=== DO THIS ===
Copy each line below exactly and leave the pictures out.

--- LISTED ENTRIES ---

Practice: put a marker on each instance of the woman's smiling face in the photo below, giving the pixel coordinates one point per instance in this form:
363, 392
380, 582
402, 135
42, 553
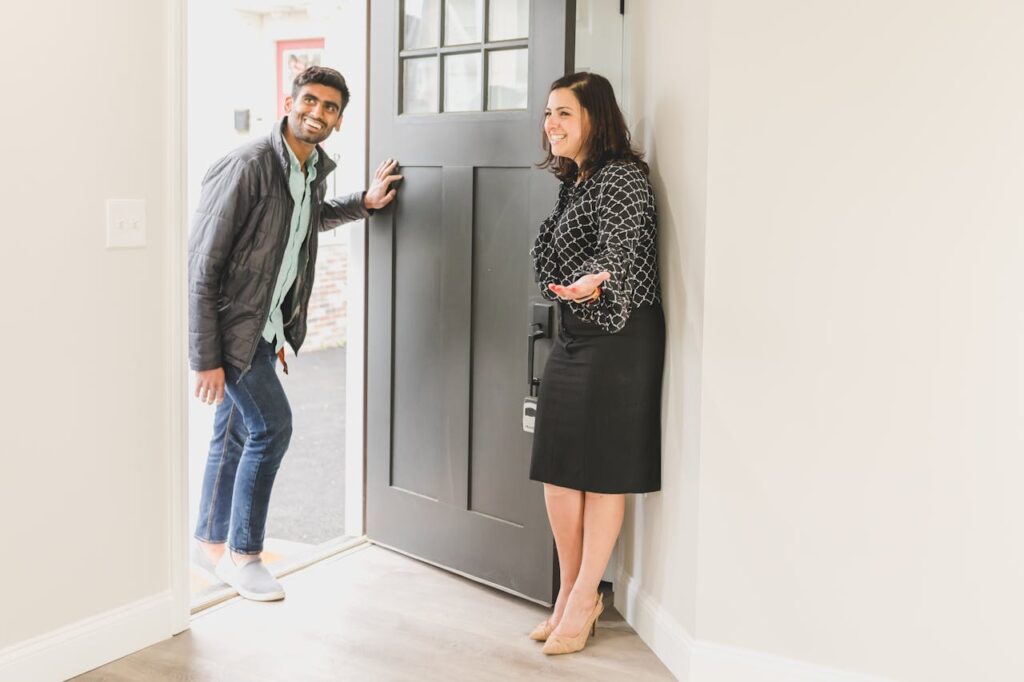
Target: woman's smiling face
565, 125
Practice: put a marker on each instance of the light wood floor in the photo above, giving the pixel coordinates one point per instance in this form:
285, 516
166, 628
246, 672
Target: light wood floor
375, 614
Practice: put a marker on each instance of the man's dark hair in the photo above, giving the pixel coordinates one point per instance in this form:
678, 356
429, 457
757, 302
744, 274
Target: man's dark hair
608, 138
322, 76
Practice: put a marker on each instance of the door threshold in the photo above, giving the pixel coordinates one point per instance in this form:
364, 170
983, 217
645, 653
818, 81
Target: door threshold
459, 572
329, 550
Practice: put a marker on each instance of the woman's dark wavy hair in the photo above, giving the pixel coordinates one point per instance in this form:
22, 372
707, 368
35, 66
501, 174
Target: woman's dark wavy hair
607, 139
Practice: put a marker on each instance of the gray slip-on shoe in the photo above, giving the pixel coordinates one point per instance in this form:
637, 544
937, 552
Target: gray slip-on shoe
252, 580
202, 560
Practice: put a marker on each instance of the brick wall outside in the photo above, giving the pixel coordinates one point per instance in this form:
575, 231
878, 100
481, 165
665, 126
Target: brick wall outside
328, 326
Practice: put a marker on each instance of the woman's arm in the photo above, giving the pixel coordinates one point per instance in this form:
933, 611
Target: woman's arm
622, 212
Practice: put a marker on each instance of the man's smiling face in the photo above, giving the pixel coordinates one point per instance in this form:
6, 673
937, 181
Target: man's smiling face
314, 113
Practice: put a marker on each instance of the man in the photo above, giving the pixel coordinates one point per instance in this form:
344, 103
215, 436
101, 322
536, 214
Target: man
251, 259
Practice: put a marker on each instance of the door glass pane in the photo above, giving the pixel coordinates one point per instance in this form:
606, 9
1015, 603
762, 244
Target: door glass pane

---

=== RESULT OF THIS EXERCISE ===
Practice: put a marker on each instance of the woman's smiling face in the photo below, giving the pixel coordinates one point per instance in this form:
363, 392
380, 582
402, 135
42, 553
Target: woman's smiling face
565, 125
Practice: put a marker on each instance of the light wood floor in the photo above, giving the pixel coordinates one point per instance in this form:
285, 516
166, 628
246, 672
Target: light wood floor
375, 614
Practice: put a marker on each instance of the man's dark hair in the photo above, giving the pixel coordinates one point per instance in this form:
678, 356
429, 457
757, 302
744, 274
Target: man's dark hair
608, 138
322, 76
Practice: put a marker on each instance of the door threshold in the photo above, giving the pixel coordinates one point per instance in this form:
364, 170
983, 217
645, 653
818, 81
Target: door threshold
459, 572
329, 550
Practice: put a marker on each instance of the woman's dark wavy hair in the photo above, giving the pixel coordinates one point per instance in this form:
22, 372
707, 368
35, 66
501, 174
Target: woman's dark wavy hair
607, 139
Practice: put a marker on each instance of the gray slip-on shoe in the photo above, giving the pixel coordinates one point per instance in this form:
637, 544
937, 552
Target: gray slip-on shoe
252, 580
202, 560
Practice: put a marker on each instance of the brick wall outside in the photo above, giving the pixel coordinates one point per instance in this form:
575, 231
878, 100
481, 165
665, 126
Target: brick wall outside
328, 326
Practice: put a marker on each instance of the woman's arm in the photo above, giving the pixel coordinates one point per instance in this form:
933, 611
Target: woman's arm
622, 212
Practice: put a marker on each instance of the man's smiling face in the photo above, giving the pixel coordinates one point per instance in this form:
6, 673
937, 181
Target: man's smiling face
314, 113
Practice: put a marker on each instance of the man in the photo above, giving the pixel coordinates one point per instance in this form:
344, 103
215, 436
101, 322
536, 214
Target: man
251, 259
Practice: put a marker on each instance of the door glass pane in the photo above, giving the pixel coordinates one point per instance in this form:
606, 9
1015, 603
762, 244
Target: door glass pane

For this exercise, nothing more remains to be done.